INSTRUCTIONS TO FOLLOW: Reproduce every line from the one containing "Point out the suit lapel" through the end of the records below, requests included. Multiply each coordinate in the answers by 2.6 and round to whole numbers, halves up, leaving the numbers within the requests unchanged.

INFORMATION SHOWN:
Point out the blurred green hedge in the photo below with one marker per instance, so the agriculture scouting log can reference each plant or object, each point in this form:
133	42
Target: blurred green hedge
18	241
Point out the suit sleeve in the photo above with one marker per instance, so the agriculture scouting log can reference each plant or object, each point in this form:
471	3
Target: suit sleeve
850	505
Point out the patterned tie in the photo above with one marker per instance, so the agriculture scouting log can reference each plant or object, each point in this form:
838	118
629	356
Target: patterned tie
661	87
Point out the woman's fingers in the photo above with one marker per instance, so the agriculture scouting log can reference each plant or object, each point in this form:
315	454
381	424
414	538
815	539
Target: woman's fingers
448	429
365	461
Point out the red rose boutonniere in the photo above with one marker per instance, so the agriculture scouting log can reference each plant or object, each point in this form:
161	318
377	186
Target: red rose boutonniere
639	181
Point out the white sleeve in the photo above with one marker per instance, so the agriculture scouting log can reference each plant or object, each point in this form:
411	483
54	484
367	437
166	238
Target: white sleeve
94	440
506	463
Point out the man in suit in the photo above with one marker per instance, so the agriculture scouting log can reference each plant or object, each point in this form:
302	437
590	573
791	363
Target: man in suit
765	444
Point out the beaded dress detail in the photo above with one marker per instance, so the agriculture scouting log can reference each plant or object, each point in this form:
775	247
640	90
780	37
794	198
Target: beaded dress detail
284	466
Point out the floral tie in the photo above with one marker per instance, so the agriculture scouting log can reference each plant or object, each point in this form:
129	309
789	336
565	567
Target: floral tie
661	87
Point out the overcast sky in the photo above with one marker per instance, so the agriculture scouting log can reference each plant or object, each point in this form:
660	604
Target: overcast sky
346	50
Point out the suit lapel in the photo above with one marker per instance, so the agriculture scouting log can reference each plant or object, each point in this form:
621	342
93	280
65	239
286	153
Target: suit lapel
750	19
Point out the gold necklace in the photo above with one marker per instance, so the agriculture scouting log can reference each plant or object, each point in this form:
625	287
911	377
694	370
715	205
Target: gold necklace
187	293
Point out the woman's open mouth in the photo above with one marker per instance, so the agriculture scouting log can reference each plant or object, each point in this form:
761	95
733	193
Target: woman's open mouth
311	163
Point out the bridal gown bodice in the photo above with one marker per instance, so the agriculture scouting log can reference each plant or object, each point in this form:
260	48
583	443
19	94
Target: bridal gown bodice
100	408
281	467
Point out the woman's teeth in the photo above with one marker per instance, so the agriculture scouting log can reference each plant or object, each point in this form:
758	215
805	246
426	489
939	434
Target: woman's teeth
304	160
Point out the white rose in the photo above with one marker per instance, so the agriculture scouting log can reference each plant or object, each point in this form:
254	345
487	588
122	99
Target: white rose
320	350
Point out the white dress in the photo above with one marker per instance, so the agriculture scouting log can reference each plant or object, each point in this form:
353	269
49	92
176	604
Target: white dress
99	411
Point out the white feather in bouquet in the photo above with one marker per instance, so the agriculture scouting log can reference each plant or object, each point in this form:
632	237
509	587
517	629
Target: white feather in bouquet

EXPECTED ANSWER:
Point out the suit lapel in the photo above with one marker per instance, so the agriculture scouting log can reference each plant or object, each point in this form:
621	342
93	280
65	239
286	153
Target: suit lapel
1950	49
Point out the gold necklace in the photo above with one marker per instance, so the agriculture scouting log can reference each plant or object, each point in this form:
625	287
911	377
694	370
715	205
Target: gold necklace
486	762
Point out the woman's open mouth in the photo above with one marker per instance, so the agriculture scouting log can reference each plant or object, each point in this form:
761	95
733	193
Target: woman's open mouth
809	424
Point out the bridal gown bodice in the photo above with one marker per instance, so the agriculture scouting log can reference each plant or object, each point in this form:
260	48
583	443
19	94
Target: bridal gown bodice
260	1061
731	1214
Point out the woman's teeth in the photo above with one marker per instance, so the agriculture scouting log can reference each plant or object, each point in this form:
758	215
805	246
426	489
939	434
Target: woman's teeth
790	416
Point out the white rose in the photo above with one marker per instance, so the agriculture scouting log can reference each plant or object, each point in this form:
254	345
487	588
122	99
Target: white rose
832	910
Point out the white dress in the photo above with one marker per instance, so the agriculture scouting log can reference each plant or object, each point in this form:
353	269
49	92
176	604
Target: white dress
257	1069
Point out the white feather in bouquet in the photo above with one marker per instance, so the agriculture scouting log can reference each plant or object, each point in this form:
632	237
509	587
517	629
Target: white feather in bouquet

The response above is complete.